>> BEGIN ROWS

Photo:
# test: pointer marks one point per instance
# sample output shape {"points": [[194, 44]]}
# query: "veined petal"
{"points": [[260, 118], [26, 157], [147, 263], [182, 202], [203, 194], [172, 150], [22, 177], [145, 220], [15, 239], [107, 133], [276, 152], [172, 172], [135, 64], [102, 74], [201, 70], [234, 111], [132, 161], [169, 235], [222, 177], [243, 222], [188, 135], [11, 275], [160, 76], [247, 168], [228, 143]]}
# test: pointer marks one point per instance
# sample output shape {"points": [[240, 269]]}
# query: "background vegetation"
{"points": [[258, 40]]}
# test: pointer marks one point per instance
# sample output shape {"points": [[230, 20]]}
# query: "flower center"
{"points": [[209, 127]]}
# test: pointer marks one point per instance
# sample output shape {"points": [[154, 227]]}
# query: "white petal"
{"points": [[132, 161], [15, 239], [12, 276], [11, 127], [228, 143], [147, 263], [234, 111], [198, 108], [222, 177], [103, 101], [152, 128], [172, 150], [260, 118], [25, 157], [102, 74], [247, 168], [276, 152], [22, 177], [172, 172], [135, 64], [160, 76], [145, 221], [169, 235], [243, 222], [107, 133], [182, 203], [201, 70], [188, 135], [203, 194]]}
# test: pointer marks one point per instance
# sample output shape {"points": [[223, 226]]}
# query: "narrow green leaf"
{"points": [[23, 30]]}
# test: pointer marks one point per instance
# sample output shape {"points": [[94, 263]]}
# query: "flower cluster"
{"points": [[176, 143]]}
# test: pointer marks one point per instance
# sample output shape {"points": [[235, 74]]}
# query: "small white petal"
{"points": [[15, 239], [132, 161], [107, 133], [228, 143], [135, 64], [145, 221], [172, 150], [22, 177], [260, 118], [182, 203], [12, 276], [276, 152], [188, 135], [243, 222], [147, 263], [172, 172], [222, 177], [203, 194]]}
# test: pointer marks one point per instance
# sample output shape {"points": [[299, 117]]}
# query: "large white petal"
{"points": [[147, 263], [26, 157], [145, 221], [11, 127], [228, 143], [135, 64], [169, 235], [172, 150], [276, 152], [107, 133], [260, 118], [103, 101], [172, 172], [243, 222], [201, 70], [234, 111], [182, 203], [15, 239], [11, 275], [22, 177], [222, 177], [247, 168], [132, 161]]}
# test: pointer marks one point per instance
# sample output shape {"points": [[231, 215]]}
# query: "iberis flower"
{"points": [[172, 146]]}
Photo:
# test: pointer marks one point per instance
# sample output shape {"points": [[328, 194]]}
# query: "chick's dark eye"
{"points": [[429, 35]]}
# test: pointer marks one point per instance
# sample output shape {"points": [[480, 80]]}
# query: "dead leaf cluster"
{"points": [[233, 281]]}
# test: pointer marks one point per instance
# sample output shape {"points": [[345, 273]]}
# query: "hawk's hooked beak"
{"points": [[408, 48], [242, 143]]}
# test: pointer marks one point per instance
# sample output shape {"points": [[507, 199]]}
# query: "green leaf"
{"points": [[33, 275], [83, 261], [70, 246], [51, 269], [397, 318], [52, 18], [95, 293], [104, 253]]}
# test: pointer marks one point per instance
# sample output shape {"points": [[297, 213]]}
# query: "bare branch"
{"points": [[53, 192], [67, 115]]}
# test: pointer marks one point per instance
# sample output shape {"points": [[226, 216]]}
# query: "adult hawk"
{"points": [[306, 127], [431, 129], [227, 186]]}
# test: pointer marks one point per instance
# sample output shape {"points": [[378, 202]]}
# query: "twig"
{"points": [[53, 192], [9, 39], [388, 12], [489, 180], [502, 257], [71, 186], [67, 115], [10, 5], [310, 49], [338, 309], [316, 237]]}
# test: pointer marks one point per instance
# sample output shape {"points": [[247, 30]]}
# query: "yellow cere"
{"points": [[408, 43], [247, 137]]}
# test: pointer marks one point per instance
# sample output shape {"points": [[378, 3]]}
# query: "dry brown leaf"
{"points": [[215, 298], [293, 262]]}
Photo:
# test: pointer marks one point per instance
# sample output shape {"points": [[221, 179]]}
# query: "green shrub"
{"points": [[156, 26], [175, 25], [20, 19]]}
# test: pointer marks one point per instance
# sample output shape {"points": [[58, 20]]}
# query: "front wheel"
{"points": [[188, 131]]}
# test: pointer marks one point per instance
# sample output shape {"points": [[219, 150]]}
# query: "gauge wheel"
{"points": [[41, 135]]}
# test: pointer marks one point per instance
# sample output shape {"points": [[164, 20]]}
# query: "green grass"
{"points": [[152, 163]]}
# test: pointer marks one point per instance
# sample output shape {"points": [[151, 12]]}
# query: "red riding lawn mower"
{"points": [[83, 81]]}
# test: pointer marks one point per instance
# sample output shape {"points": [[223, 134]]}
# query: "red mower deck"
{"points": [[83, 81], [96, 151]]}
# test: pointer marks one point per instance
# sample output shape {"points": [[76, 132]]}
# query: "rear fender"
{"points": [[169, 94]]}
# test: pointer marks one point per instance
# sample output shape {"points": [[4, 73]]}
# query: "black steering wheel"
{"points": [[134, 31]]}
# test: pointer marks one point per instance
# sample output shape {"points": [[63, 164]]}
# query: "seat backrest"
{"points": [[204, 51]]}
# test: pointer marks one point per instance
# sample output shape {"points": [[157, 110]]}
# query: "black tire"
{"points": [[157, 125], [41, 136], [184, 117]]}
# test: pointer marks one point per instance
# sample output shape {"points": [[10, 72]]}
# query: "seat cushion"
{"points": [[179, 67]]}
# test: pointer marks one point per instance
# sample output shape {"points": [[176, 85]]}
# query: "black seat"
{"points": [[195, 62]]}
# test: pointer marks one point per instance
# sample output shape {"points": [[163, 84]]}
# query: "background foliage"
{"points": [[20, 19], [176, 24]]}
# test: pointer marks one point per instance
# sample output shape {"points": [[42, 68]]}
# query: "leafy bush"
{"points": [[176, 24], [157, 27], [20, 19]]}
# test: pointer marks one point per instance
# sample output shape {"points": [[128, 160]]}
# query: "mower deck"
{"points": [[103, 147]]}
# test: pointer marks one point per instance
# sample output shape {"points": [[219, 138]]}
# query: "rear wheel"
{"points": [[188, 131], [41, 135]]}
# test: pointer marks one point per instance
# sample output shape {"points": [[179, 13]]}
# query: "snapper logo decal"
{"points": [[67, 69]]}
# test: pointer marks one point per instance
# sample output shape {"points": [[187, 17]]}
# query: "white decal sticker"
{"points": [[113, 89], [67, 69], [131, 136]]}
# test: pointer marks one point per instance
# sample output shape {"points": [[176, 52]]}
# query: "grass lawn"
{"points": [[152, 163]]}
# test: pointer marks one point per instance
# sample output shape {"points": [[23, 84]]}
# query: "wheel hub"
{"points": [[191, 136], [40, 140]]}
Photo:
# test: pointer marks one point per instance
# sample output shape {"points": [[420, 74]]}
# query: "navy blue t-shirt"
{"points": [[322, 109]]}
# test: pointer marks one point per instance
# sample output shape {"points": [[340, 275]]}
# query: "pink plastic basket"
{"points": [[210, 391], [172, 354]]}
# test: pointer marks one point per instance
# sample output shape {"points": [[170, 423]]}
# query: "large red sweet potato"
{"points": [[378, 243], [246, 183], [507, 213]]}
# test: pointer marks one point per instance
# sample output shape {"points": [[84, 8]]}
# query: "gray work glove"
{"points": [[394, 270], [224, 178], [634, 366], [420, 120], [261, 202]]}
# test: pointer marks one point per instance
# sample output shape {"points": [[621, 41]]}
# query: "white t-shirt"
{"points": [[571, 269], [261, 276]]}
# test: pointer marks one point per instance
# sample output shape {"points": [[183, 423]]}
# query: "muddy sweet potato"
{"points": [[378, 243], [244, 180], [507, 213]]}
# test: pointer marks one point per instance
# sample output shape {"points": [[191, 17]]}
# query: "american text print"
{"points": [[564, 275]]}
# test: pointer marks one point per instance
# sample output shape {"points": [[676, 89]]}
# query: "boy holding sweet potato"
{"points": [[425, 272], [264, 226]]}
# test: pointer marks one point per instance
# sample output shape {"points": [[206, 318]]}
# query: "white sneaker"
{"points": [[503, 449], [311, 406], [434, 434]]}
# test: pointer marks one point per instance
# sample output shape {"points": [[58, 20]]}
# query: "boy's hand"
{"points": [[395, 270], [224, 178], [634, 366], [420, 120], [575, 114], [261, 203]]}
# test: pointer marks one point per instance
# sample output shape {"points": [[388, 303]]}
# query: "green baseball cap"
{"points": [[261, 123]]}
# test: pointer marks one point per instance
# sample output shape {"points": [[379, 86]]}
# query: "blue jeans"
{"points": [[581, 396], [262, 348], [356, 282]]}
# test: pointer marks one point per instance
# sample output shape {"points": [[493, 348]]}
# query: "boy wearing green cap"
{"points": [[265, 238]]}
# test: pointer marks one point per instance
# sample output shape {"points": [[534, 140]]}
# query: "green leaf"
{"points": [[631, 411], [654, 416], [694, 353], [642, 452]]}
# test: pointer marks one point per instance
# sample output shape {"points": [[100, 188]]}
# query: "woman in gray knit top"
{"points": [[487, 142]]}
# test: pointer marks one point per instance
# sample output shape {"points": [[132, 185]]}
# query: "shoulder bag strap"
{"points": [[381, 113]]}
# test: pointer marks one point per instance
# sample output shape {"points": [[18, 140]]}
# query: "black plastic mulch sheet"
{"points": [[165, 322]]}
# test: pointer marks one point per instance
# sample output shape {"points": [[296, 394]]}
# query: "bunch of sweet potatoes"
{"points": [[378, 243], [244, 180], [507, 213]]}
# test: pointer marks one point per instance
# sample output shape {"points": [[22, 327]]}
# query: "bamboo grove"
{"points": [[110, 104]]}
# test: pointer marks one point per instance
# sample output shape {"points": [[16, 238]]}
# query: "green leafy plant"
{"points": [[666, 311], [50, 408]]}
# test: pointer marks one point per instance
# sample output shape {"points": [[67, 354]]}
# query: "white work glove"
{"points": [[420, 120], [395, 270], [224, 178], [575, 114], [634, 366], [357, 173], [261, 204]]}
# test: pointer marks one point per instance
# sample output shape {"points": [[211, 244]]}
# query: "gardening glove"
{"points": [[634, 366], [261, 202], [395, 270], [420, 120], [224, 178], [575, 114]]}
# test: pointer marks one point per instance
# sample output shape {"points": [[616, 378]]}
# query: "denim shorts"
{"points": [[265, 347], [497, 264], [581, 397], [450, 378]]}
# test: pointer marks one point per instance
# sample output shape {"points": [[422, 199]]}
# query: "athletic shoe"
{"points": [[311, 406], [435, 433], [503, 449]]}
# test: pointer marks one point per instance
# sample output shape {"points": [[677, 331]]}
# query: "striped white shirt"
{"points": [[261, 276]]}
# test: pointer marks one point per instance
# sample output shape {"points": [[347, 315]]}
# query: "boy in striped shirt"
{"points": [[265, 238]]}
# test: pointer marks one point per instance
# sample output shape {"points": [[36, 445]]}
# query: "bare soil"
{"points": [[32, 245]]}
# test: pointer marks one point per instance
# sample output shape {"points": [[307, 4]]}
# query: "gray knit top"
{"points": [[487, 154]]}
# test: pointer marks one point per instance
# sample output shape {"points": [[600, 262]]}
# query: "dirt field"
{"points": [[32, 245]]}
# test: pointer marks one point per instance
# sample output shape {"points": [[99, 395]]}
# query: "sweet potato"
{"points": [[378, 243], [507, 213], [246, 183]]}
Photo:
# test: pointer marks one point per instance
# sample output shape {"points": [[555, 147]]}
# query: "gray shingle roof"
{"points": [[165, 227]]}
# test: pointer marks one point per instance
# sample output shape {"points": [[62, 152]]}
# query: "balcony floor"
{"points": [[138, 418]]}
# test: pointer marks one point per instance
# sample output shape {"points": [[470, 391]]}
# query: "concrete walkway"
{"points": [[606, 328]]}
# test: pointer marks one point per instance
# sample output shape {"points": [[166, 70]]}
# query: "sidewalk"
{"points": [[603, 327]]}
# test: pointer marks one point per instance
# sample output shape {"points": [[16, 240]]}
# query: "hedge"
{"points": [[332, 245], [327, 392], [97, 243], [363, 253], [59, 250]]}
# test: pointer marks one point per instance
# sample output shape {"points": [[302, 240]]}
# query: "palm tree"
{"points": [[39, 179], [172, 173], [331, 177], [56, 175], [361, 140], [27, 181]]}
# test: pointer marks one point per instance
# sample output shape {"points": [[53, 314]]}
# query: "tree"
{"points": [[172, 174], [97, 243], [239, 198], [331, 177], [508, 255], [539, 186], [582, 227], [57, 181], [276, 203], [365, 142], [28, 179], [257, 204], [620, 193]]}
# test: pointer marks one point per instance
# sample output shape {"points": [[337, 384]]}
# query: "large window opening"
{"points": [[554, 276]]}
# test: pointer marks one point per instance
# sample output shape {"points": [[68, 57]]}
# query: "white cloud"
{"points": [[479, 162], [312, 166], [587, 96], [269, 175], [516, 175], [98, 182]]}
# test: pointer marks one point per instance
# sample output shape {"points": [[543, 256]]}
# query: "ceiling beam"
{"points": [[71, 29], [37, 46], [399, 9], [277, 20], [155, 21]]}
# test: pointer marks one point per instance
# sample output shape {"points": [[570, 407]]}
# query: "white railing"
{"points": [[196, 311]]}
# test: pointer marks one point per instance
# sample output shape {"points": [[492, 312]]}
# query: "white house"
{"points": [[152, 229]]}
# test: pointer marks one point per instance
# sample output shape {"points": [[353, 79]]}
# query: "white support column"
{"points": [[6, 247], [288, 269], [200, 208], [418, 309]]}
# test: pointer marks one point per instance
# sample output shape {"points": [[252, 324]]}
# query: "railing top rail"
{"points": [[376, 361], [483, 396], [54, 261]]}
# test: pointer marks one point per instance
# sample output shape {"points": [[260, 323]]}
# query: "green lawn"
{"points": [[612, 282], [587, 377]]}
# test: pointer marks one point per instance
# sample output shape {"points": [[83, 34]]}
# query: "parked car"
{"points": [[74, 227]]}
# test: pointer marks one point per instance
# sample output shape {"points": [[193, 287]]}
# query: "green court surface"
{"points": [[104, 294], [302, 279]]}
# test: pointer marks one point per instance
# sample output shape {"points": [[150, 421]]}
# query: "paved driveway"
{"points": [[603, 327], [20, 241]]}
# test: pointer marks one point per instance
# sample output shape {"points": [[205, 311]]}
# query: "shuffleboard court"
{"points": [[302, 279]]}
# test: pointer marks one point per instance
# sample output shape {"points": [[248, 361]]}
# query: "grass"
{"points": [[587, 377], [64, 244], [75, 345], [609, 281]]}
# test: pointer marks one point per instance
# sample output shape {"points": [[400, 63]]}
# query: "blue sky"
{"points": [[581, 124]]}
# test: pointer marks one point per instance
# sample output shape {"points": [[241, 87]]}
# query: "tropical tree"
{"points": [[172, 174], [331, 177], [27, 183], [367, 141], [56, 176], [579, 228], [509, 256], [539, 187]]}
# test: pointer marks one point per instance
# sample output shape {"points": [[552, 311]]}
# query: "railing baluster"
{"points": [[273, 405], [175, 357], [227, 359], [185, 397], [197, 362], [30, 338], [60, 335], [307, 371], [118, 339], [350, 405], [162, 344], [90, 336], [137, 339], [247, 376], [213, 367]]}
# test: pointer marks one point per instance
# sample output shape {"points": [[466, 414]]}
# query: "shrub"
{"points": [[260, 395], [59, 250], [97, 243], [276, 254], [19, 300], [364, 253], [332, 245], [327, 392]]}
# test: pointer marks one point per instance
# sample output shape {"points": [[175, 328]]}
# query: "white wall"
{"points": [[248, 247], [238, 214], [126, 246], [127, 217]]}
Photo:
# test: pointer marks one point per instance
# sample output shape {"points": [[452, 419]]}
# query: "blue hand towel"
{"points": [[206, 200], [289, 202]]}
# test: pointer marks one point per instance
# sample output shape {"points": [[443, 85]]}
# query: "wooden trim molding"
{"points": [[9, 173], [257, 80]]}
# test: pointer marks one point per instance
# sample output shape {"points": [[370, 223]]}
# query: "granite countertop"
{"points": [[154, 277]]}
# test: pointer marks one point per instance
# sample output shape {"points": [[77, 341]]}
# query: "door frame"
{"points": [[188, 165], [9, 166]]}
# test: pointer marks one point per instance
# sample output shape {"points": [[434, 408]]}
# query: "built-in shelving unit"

>> END ROWS

How many lines of the data above contain the string "plastic"? Reply with the number alone.

- _OUTPUT FOR THIS EXERCISE_: 2